------ Input data ------

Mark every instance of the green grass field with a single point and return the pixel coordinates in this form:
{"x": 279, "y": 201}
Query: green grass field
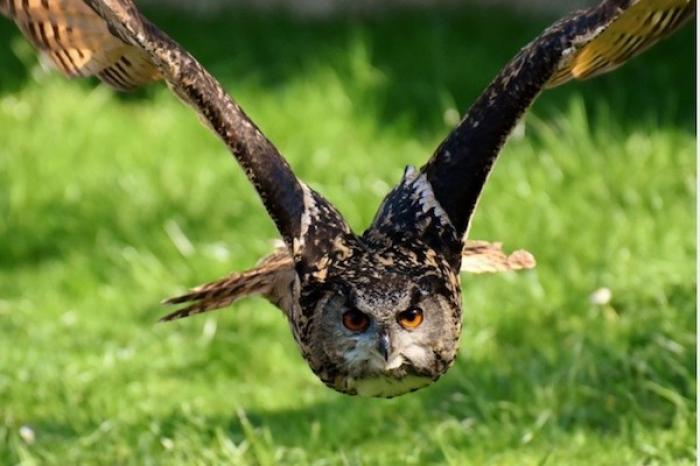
{"x": 110, "y": 203}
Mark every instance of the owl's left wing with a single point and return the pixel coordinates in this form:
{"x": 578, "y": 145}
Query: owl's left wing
{"x": 642, "y": 25}
{"x": 584, "y": 44}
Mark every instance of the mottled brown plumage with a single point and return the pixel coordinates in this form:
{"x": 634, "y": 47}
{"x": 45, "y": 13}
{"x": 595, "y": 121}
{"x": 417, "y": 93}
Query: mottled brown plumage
{"x": 379, "y": 313}
{"x": 272, "y": 276}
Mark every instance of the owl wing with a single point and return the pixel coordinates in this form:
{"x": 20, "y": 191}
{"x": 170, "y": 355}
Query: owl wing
{"x": 643, "y": 24}
{"x": 274, "y": 277}
{"x": 78, "y": 42}
{"x": 111, "y": 39}
{"x": 584, "y": 44}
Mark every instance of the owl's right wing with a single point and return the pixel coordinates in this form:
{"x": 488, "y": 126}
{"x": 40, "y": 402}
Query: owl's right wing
{"x": 111, "y": 39}
{"x": 78, "y": 42}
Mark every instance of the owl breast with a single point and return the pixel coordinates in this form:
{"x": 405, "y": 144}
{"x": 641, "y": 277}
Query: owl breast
{"x": 385, "y": 386}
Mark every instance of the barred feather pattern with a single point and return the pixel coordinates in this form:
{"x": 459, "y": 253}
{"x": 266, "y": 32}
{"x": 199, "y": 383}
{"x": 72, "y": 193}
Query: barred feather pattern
{"x": 274, "y": 276}
{"x": 643, "y": 24}
{"x": 78, "y": 42}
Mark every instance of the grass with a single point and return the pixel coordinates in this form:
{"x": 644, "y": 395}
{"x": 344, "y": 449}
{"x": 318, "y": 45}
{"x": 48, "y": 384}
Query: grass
{"x": 109, "y": 203}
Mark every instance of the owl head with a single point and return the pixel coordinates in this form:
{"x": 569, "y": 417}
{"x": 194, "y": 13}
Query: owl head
{"x": 379, "y": 315}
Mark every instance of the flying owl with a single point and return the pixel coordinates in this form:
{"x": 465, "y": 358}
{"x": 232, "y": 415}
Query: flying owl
{"x": 378, "y": 313}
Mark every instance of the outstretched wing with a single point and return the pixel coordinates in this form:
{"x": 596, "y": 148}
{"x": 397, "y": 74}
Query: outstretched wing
{"x": 79, "y": 43}
{"x": 274, "y": 279}
{"x": 111, "y": 39}
{"x": 583, "y": 44}
{"x": 641, "y": 26}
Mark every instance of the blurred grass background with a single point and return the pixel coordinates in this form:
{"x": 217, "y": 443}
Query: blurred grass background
{"x": 108, "y": 203}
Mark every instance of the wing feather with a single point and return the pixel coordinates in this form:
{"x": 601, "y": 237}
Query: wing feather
{"x": 78, "y": 42}
{"x": 642, "y": 25}
{"x": 273, "y": 276}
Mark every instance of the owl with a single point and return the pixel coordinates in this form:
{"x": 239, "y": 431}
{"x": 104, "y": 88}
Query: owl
{"x": 377, "y": 313}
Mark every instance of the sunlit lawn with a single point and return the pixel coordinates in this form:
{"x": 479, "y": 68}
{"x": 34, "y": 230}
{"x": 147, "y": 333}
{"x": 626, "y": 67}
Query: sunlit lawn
{"x": 110, "y": 203}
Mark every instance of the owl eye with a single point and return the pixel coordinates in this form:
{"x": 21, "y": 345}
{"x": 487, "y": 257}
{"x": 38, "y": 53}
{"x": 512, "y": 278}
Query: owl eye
{"x": 355, "y": 320}
{"x": 411, "y": 318}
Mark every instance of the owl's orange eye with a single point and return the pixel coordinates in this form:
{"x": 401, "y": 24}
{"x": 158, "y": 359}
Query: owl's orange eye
{"x": 411, "y": 318}
{"x": 355, "y": 320}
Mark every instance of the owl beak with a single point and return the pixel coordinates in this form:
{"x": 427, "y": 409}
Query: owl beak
{"x": 384, "y": 346}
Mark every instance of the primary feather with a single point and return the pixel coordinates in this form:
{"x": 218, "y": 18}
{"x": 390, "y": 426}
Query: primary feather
{"x": 79, "y": 43}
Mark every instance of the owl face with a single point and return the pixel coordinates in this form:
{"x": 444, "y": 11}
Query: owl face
{"x": 385, "y": 336}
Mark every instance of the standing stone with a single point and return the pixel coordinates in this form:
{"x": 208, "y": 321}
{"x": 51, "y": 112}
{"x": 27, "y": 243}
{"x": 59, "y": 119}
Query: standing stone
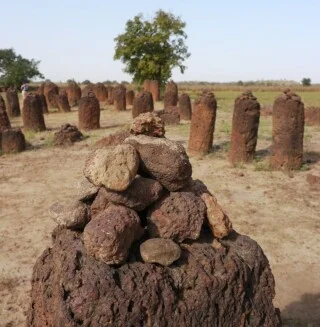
{"x": 129, "y": 97}
{"x": 50, "y": 91}
{"x": 74, "y": 93}
{"x": 170, "y": 95}
{"x": 89, "y": 112}
{"x": 44, "y": 104}
{"x": 155, "y": 90}
{"x": 110, "y": 99}
{"x": 13, "y": 106}
{"x": 87, "y": 90}
{"x": 12, "y": 141}
{"x": 32, "y": 115}
{"x": 4, "y": 120}
{"x": 62, "y": 101}
{"x": 185, "y": 109}
{"x": 142, "y": 103}
{"x": 288, "y": 130}
{"x": 202, "y": 124}
{"x": 245, "y": 124}
{"x": 119, "y": 94}
{"x": 100, "y": 92}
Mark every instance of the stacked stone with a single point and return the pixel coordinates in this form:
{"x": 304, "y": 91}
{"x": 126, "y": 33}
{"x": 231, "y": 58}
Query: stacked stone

------

**Task item**
Search the preceding listing for the word "stacked" and pull out every line that holds it.

**Exercise result**
Mark every instance of the stacked stone with a single point and return the pixel coordinates in this form:
Query: stacked stone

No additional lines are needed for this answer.